— Work to do —
(1) Answer these questions using the essay headed "Marine Corps Birthday and Veterans Day":
(a) How does the sergeant remind the narrator to keep their head down?
(b) Which character does the narrator compare themselves to?
(c) Why does the narrator say they get passed over?
(2) Quote the Marine Corps Birthday essay word for word, everything from "Marine Corps Birthday" down to "isn’t much left.".

──────── Excerpt to read ────────

Marine Corps Birthday and Veterans Day

The pressure builds in your gut. You can feel it working up towards your chest while the air inside you is pressed out. Many guys spray the rancid remains of their last few meals about this time. The ear-splitting sonic pressure wave rolls across us with that feeling of relief. Peering out of the rising dust, I can glimpse the target. With a flat-handed thump, my sergeant reminds me to keep my head down. Damn, I like explosions. I’ve got an inkling of a glimpse of a plume rising above the desert like the fist of god had slammed into the dirt and there isn’t much left.

I’m an experiential tourist. I’m like Walter Mitty on steroids sticking to experiences and sucking all the emotion out of them that I can. You might think that is harsh self-criticism, but I have liked to think of myself as risk adjacent. I live a life where I want to be a hero, I train and train and learn and do everything exactly right, but I’m missing some spark. I get passed over because the other guy is better looking. Maybe it’s a weakness in my personality, but the skills are there. I can prove they’re valid.

──────── Data excerpts ────────

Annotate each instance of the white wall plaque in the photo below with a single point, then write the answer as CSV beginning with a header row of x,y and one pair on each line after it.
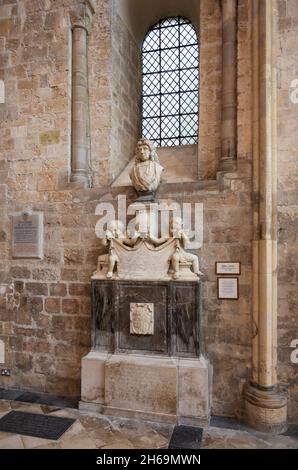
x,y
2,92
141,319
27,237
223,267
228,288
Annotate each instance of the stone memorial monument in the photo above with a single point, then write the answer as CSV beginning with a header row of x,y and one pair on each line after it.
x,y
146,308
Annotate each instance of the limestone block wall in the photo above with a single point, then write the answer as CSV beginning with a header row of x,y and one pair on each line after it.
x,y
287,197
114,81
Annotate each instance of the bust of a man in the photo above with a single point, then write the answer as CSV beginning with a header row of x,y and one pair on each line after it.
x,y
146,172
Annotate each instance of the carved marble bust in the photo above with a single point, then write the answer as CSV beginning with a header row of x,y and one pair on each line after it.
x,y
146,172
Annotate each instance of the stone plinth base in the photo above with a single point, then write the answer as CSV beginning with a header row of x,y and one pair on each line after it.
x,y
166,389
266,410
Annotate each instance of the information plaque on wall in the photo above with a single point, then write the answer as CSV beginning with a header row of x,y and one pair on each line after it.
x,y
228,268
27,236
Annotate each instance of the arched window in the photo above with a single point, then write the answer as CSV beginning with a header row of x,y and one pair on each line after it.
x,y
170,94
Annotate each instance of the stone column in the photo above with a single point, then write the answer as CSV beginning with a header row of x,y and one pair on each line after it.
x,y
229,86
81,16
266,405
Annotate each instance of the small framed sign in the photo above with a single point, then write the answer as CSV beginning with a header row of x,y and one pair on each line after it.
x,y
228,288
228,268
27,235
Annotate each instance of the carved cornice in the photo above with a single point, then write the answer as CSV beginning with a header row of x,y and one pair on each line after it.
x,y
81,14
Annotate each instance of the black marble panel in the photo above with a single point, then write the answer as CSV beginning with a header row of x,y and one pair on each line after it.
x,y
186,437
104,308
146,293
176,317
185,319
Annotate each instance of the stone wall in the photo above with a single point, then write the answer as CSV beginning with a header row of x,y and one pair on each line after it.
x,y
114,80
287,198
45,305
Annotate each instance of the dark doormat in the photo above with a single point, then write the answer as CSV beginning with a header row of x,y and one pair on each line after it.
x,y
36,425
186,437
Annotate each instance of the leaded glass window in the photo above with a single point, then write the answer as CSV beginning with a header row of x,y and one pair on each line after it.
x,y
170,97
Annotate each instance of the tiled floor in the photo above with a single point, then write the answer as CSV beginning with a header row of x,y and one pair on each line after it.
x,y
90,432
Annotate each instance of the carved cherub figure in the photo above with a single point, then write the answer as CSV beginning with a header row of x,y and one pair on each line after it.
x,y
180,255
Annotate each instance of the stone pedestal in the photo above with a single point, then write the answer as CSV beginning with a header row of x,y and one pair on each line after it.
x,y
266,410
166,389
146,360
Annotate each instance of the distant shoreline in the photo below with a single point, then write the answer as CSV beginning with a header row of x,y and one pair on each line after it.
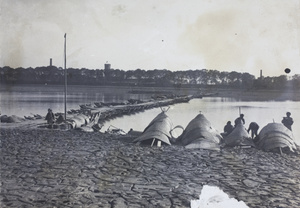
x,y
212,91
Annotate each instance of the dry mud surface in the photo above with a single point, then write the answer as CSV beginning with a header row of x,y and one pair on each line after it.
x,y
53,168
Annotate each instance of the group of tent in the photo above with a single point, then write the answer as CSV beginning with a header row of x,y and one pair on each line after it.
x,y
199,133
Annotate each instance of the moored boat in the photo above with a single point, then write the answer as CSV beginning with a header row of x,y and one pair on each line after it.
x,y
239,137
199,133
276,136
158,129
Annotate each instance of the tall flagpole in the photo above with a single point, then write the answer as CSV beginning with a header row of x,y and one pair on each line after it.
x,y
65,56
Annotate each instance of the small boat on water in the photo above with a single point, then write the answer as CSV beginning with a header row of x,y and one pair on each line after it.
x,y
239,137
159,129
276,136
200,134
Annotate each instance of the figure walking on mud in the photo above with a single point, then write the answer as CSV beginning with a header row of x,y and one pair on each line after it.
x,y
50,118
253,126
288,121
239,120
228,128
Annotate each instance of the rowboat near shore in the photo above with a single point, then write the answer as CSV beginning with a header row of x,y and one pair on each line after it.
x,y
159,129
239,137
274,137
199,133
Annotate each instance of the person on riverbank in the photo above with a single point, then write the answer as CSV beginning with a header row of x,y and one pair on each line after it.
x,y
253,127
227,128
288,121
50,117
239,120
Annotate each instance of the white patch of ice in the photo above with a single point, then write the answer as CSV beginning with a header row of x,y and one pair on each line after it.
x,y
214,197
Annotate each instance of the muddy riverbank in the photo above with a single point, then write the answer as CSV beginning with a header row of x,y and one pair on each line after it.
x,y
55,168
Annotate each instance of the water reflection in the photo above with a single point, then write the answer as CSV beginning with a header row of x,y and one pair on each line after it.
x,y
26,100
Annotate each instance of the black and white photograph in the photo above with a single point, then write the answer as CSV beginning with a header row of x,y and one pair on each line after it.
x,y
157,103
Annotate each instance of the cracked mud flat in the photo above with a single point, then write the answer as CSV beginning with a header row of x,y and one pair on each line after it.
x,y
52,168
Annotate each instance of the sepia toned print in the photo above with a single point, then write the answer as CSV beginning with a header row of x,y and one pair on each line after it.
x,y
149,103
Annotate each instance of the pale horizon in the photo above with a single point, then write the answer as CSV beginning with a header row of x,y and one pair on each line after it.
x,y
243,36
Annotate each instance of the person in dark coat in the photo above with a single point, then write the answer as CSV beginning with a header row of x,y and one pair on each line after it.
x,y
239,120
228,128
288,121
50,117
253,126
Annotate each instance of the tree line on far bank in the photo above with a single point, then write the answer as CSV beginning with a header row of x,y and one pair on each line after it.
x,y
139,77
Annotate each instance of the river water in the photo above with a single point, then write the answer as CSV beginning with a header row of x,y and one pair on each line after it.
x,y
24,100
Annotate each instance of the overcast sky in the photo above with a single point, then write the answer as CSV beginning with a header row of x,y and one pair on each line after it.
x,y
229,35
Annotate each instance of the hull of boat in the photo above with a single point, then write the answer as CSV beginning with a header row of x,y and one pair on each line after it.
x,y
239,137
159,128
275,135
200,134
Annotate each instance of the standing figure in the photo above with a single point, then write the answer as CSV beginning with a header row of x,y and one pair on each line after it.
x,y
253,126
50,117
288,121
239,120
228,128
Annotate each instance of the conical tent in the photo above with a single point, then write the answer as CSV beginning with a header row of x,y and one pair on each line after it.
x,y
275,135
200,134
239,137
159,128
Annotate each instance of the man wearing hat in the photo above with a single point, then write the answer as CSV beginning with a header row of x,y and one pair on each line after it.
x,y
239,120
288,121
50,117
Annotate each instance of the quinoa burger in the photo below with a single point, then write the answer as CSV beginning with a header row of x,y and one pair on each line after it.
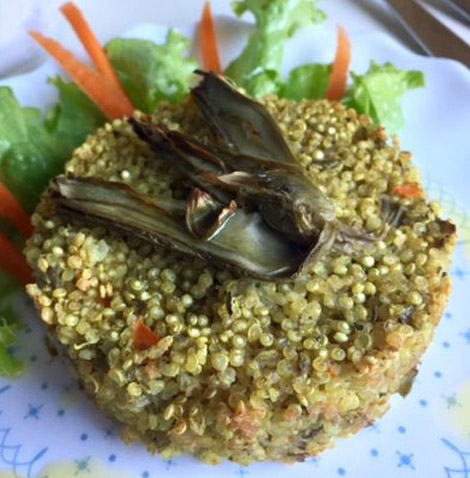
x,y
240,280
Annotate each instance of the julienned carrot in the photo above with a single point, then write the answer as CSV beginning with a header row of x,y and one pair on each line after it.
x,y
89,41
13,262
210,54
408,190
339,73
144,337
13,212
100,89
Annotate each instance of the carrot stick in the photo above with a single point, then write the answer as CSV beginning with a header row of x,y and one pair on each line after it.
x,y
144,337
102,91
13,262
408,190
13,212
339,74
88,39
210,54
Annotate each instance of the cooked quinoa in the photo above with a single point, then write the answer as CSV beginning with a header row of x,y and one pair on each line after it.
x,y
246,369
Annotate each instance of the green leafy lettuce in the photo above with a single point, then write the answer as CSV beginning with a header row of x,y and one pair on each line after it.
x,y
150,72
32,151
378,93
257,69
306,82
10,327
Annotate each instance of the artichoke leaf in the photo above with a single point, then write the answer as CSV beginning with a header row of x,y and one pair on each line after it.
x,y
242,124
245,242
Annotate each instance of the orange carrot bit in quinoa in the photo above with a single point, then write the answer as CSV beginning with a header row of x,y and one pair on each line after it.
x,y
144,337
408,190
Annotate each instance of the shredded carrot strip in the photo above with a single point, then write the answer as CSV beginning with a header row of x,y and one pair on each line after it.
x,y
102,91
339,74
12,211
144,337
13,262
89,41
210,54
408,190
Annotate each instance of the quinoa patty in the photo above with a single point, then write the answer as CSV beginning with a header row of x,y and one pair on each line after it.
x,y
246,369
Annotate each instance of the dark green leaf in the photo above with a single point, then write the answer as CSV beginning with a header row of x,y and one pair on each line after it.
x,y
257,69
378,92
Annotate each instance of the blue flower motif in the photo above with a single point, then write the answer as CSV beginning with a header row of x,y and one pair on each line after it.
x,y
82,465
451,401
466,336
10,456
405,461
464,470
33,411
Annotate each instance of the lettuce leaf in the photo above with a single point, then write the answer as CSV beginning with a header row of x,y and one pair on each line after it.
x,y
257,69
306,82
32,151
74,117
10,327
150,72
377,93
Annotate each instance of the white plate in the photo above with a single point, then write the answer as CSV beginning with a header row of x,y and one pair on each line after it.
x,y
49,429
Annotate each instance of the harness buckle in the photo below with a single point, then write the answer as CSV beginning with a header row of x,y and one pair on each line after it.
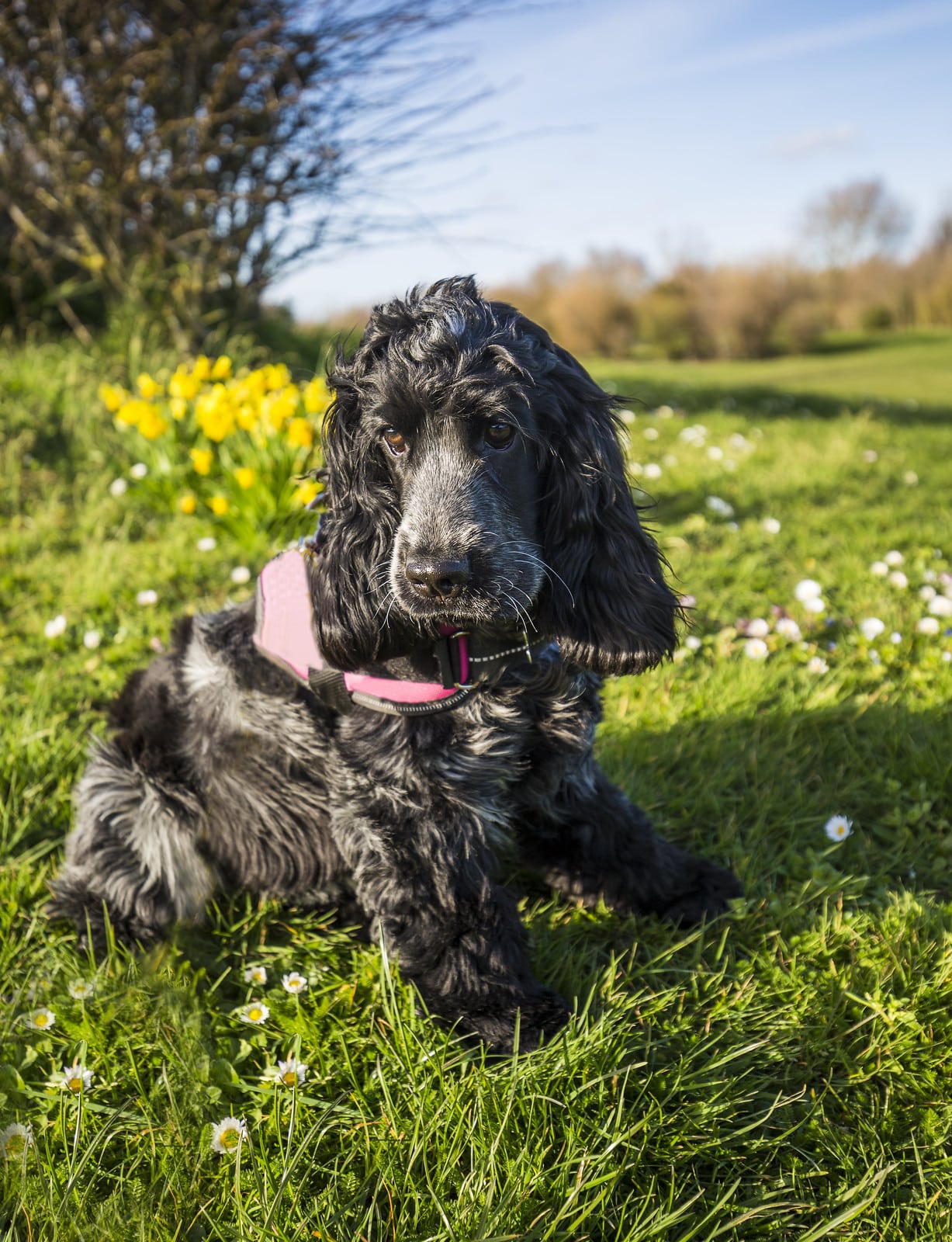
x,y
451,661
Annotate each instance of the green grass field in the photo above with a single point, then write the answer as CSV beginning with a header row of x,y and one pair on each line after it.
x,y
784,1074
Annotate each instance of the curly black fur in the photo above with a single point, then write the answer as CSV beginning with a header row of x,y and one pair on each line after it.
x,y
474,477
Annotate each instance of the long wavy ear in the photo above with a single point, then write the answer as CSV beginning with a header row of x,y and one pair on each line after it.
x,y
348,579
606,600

────────

— Answers for the tasks —
(1)
(a) With a flat-handed thump.
(b) Walter Mitty, "on steroids."
(c) Because the other guy is better looking.

(2)
Marine Corps Birthday and Veterans Day

The pressure builds in your gut. You can feel it working up towards your chest while the air inside you is pressed out. Many guys spray the rancid remains of their last few meals about this time. The ear-splitting sonic pressure wave rolls across us with that feeling of relief. Peering out of the rising dust, I can glimpse the target. With a flat-handed thump, my sergeant reminds me to keep my head down. Damn, I like explosions. I’ve got an inkling of a glimpse of a plume rising above the desert like the fist of god had slammed into the dirt and there isn’t much left.